■ Passage shown:
———

Thursday, December 10, 2015

Christmas newsletter

I know I've been quiet for the past 8 months, because things have been a bit crazy, and it was too difficult to write about them. However, all is good in kiwi-land, so here's a recap of the year:

In January, we moved from Kapiti, an hour from Wellington, to Karori, a leafy suburb 10 minutes from central Wellington. Part of the reason for the move was that the girls' dad was sending them to a private school an hour away, and the commute was taking its toll. From the new house it was a 10-minute walk. They loved it, which is probably why their dad, six weeks after enrolling them, announced he could "no longer afford" it, and we had to move them to the local public school. Fortunately the other reason we moved was because my partner anticipated this, and wanted to be in zone for good public schools.

In February we moved into the new house, and it promptly fell apart. Seriously, the garage door fell off, the plumbing backed up three times, the electrics needed to be replaced, the stove stopped working; the attic fan started making a racket; we had builders coming and going constantly. The owner had told us he was going to do "some painting" but we were a bit shocked to find the entire house wrapped in scaffolding for 6 weeks! (They were painting the roof, which apparently is a thing in New Zealand.) The cat loved it, as she somehow figured out a way to get in and out through the second floor window.

———

■ Dataset:
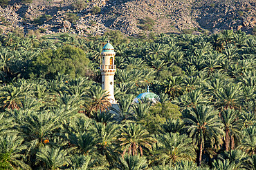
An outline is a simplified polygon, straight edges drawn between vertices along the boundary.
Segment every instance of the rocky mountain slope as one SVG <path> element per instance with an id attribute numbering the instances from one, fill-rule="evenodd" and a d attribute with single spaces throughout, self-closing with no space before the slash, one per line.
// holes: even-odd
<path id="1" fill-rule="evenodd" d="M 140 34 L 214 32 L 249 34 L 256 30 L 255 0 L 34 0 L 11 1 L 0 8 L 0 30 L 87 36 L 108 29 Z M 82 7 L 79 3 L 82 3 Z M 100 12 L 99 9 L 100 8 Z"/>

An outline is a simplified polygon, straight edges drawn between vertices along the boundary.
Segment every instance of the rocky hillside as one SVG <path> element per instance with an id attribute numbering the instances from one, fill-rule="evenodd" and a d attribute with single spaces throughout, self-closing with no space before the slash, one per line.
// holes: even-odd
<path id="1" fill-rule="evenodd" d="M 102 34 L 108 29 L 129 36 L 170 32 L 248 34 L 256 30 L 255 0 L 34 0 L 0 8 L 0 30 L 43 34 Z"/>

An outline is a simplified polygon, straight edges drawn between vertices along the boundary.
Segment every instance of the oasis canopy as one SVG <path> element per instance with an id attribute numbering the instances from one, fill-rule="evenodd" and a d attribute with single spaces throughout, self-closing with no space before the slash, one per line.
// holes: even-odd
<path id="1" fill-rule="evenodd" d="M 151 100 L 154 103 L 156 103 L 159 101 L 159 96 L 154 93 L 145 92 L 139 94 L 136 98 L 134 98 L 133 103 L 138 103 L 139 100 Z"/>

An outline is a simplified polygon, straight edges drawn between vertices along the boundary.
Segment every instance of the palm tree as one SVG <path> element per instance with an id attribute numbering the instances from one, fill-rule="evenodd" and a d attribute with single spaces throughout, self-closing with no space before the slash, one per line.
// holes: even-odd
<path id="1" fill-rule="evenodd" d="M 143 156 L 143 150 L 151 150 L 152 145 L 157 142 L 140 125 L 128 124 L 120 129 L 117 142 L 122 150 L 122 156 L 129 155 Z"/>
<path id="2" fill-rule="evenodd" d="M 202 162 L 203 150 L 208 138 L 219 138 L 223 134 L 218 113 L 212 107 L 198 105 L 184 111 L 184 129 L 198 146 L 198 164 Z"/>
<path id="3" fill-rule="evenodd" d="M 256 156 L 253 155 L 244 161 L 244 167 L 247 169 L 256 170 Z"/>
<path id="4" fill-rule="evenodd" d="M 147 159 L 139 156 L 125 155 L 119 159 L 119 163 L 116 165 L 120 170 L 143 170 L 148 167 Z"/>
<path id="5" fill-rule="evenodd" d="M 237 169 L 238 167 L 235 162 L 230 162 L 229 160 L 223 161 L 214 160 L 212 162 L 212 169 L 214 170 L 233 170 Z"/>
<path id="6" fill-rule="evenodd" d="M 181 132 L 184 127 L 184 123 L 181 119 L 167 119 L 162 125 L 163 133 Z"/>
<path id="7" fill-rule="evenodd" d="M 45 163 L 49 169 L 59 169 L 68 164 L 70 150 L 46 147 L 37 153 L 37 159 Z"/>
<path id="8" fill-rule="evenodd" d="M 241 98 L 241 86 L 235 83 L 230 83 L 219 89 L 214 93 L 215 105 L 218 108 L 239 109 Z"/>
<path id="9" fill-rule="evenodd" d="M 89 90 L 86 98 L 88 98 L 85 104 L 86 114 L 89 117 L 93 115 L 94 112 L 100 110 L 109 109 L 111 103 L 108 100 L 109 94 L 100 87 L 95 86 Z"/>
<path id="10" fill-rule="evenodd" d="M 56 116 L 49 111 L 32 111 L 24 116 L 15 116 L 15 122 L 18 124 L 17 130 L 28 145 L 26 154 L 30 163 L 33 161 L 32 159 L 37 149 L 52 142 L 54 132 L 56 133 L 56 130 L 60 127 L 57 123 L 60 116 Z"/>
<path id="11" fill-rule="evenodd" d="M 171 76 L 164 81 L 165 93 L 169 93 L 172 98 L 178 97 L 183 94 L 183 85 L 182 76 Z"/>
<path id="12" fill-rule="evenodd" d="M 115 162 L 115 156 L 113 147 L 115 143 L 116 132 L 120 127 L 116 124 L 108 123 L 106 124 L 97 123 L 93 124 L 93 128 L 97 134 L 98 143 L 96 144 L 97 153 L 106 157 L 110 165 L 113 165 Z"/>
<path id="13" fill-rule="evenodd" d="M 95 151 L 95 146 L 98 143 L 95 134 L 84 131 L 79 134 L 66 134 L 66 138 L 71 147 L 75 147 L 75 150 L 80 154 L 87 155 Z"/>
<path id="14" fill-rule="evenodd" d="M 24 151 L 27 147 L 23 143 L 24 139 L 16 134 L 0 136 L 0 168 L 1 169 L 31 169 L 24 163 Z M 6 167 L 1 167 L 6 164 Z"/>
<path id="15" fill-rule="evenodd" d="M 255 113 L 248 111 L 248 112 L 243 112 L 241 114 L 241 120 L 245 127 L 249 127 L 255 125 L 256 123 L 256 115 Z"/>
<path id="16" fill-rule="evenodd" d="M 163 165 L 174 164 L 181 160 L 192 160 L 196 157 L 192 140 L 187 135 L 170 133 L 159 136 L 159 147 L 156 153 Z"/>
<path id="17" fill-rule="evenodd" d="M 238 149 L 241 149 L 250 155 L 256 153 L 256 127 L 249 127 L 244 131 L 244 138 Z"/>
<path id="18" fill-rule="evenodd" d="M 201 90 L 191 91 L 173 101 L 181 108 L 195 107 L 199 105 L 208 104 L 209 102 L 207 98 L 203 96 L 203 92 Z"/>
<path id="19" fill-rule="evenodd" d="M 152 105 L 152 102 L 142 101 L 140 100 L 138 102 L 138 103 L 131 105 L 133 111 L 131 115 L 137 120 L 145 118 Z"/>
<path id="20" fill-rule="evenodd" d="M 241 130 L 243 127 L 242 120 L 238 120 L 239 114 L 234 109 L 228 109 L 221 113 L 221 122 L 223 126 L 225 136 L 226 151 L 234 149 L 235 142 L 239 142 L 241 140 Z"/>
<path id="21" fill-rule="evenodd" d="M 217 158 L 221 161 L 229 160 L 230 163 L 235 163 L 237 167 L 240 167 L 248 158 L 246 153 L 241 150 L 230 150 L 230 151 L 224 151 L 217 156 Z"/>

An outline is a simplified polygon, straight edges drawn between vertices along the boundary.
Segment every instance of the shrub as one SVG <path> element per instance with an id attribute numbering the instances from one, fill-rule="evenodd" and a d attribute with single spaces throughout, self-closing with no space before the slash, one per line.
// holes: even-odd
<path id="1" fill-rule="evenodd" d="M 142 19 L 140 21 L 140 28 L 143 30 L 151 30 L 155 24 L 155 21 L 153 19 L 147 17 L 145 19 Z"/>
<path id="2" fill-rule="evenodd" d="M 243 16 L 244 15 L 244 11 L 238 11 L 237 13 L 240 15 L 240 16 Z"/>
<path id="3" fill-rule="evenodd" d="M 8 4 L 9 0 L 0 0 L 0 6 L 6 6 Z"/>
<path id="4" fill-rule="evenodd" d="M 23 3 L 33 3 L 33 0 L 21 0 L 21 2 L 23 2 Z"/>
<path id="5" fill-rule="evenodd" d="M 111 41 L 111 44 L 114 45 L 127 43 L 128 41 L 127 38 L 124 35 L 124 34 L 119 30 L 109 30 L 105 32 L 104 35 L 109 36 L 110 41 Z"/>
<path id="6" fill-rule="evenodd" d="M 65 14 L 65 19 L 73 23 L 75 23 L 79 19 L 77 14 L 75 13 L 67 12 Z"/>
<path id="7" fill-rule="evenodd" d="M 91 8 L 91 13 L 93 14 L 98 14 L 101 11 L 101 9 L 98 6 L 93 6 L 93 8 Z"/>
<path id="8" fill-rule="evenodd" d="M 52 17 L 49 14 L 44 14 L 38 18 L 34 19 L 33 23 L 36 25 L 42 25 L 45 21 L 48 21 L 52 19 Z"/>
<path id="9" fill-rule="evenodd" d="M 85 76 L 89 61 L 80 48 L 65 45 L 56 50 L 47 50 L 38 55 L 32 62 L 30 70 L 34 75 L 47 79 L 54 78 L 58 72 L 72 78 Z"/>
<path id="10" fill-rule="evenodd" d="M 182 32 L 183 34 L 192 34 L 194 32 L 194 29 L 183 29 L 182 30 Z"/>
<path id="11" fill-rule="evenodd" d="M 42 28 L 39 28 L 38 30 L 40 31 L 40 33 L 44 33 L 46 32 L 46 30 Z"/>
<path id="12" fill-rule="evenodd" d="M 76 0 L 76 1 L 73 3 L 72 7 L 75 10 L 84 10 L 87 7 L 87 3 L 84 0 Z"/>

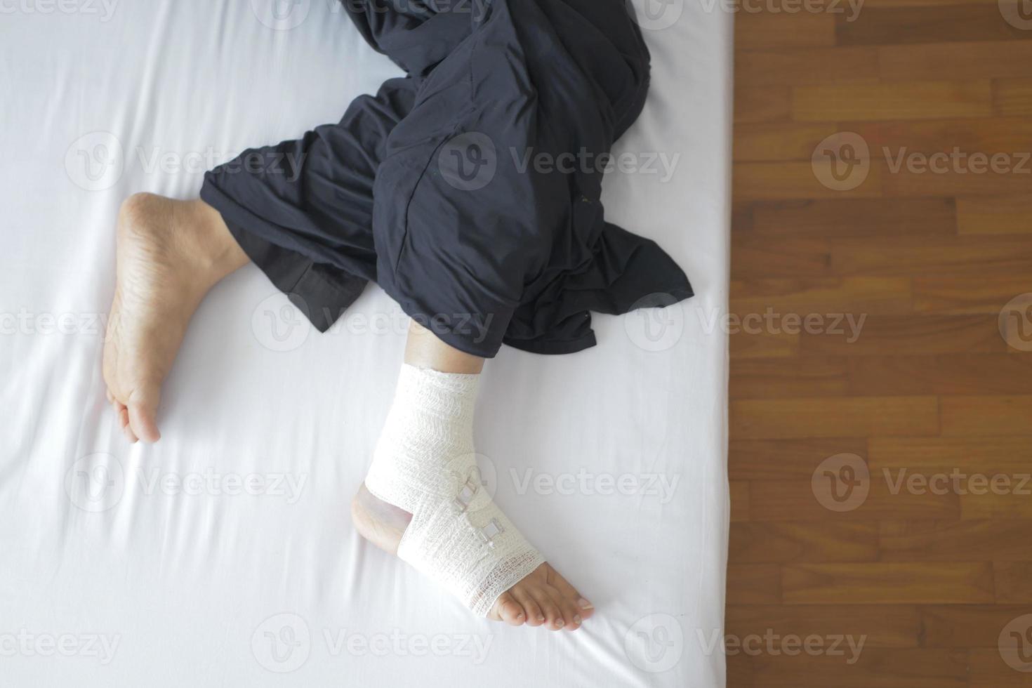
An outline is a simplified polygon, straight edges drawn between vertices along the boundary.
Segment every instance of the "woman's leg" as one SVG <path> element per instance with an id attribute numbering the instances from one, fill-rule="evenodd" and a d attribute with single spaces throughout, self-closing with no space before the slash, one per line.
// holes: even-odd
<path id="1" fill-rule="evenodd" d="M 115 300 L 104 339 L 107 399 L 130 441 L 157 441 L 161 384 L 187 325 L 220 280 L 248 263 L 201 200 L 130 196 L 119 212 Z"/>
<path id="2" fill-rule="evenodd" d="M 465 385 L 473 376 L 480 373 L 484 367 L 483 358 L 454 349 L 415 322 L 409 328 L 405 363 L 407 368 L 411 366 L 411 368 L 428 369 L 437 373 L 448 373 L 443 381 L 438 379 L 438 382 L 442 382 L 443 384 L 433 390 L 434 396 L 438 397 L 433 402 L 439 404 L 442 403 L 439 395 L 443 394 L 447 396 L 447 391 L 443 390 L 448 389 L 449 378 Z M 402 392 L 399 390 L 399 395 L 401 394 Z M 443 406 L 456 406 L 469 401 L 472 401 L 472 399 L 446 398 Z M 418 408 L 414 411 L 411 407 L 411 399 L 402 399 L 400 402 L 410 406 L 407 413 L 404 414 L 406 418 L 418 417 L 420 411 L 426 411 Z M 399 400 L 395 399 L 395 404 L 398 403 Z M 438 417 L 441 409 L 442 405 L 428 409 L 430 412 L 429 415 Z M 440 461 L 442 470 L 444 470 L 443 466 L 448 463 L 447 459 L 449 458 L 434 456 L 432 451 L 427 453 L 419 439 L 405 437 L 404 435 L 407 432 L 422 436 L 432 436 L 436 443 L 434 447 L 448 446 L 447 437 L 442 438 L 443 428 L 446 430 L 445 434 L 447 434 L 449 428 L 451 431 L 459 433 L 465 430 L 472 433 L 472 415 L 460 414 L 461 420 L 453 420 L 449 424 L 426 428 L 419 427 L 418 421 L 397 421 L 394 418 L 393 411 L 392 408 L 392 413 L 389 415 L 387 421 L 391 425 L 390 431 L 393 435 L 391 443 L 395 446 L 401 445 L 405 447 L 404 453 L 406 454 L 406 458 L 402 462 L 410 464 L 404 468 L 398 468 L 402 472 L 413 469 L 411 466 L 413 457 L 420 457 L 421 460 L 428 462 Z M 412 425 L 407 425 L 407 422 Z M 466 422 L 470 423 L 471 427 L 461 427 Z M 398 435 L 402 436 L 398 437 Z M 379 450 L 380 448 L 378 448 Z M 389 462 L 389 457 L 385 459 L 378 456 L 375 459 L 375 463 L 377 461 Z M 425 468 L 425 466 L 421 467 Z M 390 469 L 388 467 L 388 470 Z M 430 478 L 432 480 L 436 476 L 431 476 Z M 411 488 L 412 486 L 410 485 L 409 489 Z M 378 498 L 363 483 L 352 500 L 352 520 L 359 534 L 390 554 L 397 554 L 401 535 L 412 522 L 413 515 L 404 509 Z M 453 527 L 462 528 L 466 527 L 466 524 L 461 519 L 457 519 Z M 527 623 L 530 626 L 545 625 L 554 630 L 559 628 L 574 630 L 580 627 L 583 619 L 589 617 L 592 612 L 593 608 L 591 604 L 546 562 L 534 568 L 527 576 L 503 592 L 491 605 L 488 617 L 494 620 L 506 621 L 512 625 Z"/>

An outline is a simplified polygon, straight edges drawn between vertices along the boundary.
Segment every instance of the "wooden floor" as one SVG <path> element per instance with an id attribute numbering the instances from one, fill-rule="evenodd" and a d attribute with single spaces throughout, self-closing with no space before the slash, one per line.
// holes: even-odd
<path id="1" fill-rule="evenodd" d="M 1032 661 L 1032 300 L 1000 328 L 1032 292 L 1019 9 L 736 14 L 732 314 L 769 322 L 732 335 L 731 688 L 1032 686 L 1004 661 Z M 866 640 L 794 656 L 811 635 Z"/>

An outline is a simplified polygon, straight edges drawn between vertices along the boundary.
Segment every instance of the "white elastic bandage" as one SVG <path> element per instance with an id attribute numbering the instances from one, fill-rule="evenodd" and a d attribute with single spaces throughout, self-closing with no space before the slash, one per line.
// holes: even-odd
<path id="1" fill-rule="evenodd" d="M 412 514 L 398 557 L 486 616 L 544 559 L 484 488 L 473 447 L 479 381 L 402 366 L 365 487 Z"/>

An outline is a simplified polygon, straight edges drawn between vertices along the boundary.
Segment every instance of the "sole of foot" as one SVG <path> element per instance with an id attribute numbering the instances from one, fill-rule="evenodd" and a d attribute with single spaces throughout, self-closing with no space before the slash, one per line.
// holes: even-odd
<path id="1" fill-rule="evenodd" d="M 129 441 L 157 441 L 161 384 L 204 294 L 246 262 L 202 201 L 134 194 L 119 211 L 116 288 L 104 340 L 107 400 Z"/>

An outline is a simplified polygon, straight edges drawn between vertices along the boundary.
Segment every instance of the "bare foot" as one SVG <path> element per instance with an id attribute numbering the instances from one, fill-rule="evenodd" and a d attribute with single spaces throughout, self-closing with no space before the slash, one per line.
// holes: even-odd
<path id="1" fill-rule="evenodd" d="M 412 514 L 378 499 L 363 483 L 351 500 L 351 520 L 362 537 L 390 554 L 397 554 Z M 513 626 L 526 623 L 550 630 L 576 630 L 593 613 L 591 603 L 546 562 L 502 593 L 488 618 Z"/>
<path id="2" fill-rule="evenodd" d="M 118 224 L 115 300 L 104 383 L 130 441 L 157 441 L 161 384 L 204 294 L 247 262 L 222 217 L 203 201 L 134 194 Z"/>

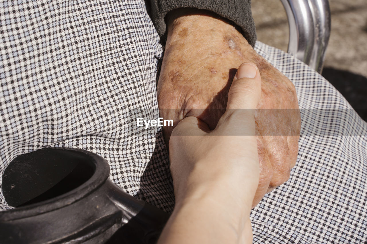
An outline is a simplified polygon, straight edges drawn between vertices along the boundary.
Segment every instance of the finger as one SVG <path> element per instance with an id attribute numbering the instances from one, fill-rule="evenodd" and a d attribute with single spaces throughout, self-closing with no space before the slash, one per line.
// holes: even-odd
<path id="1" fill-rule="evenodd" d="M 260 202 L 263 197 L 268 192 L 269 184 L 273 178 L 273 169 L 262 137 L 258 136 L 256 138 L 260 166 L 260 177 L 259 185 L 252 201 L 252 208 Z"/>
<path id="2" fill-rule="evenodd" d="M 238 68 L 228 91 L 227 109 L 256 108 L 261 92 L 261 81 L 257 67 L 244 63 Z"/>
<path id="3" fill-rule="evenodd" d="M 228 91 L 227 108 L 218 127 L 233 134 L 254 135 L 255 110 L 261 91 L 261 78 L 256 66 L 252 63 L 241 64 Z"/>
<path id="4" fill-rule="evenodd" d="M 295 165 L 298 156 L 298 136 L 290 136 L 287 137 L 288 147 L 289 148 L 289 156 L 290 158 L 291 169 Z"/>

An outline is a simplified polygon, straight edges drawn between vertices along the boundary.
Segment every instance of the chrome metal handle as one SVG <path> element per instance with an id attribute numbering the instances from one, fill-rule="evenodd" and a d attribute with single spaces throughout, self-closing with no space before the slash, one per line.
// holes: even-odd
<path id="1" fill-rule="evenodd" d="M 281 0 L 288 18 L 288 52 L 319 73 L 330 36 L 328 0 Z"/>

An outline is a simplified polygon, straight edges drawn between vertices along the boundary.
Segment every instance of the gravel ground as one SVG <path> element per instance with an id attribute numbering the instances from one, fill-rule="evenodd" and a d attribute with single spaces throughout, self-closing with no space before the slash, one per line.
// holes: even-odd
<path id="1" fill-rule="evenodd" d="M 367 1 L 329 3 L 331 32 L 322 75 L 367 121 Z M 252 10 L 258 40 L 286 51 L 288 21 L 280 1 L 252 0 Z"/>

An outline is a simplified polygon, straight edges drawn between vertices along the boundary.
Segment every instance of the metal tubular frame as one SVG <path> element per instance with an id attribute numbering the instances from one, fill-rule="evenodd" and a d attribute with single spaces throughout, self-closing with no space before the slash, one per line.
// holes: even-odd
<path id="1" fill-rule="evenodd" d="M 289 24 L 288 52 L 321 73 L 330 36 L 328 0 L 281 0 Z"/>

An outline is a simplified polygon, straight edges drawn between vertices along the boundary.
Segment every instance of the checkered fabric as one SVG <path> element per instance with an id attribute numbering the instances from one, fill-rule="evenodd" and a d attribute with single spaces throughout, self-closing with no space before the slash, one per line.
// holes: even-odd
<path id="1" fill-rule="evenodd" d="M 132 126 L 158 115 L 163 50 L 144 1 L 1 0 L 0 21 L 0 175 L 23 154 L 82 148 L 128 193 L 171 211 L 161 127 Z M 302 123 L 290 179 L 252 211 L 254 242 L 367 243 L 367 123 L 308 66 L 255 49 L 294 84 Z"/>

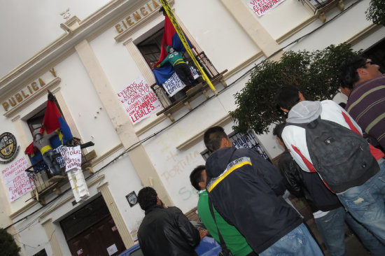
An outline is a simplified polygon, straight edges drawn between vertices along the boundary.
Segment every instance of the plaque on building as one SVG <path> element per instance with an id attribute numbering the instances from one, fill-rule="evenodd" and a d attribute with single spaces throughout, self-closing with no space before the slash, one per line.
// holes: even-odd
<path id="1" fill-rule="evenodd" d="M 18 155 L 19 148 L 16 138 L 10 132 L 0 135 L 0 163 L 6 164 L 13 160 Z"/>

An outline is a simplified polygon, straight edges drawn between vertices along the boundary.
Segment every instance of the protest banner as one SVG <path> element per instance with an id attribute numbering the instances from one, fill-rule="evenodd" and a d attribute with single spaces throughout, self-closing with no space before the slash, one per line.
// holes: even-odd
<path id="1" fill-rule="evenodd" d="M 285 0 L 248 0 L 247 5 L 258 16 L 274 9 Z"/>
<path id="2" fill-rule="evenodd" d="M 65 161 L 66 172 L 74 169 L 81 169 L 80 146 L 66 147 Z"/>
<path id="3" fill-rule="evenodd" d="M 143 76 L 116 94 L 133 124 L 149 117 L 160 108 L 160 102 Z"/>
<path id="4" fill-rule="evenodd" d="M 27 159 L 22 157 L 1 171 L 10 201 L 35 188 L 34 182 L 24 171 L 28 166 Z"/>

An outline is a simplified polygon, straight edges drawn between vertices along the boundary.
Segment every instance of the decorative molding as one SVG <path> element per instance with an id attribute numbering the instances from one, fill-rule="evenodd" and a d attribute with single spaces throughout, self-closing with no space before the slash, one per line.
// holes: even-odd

———

■ Required task:
Pick up the Christmas newsletter right after its last sentence and keep going. The listing has nothing to do with what comes next.

■ Exercise answer:
Also in February, two days after we moved in, our international student moved in as well. I can't tell you how lucky we got--she is pleasant, helpful and studious, with a wry sense of humour. Coming from China, she was not happy to find that not only were we (mostly) vegetarian, gluten-free and we didn't want any pork or shellfish products in the house. That's all of her comfort food gone! Her main complaint was about sandwiches, but she realised early on that the other kids considered her lucky that she could have sandwiches.

In March my partner went to work, and in April she changed jobs. After 15 years of being a homemaker, she was certain nobody would hire her. She had two interviews and when she was offered the first job, at a high school, she accepted straight away. Then she was offered the second job, which was at a university, walking distance from home, and paid more. She took all of 3 seconds to submit her resignation to the high school. (That's not true; she actually agonised over it for days, which is even sillier.) So she went to work leaving me (me!) as Mr. Mom! In my life's trajectory, I certainly never saw that coming. It was certainly a crash course in child minding, and I cringed every time I heard myself saying, "Wait 'til your mother gets home!" Meanwhile, I was starting to get desperate about the job hunt. I'd only had a handful of interviews because nobody would even bother talking to someone who doesn't have a work permit, even though it is very easy (and free!) to sponsor someone in NZ. My tourist visa expired in May and I wasn't sure what to do. Fortunately my partner realised that, while they do require 12 months of co-habitation to consider residency, they would give me a temporary work permit to reach 12 months! I applied in May and received it in June, valid until December. Unfortunately, I quickly found that a 6-month work visa is as useful as a chocolate teapot.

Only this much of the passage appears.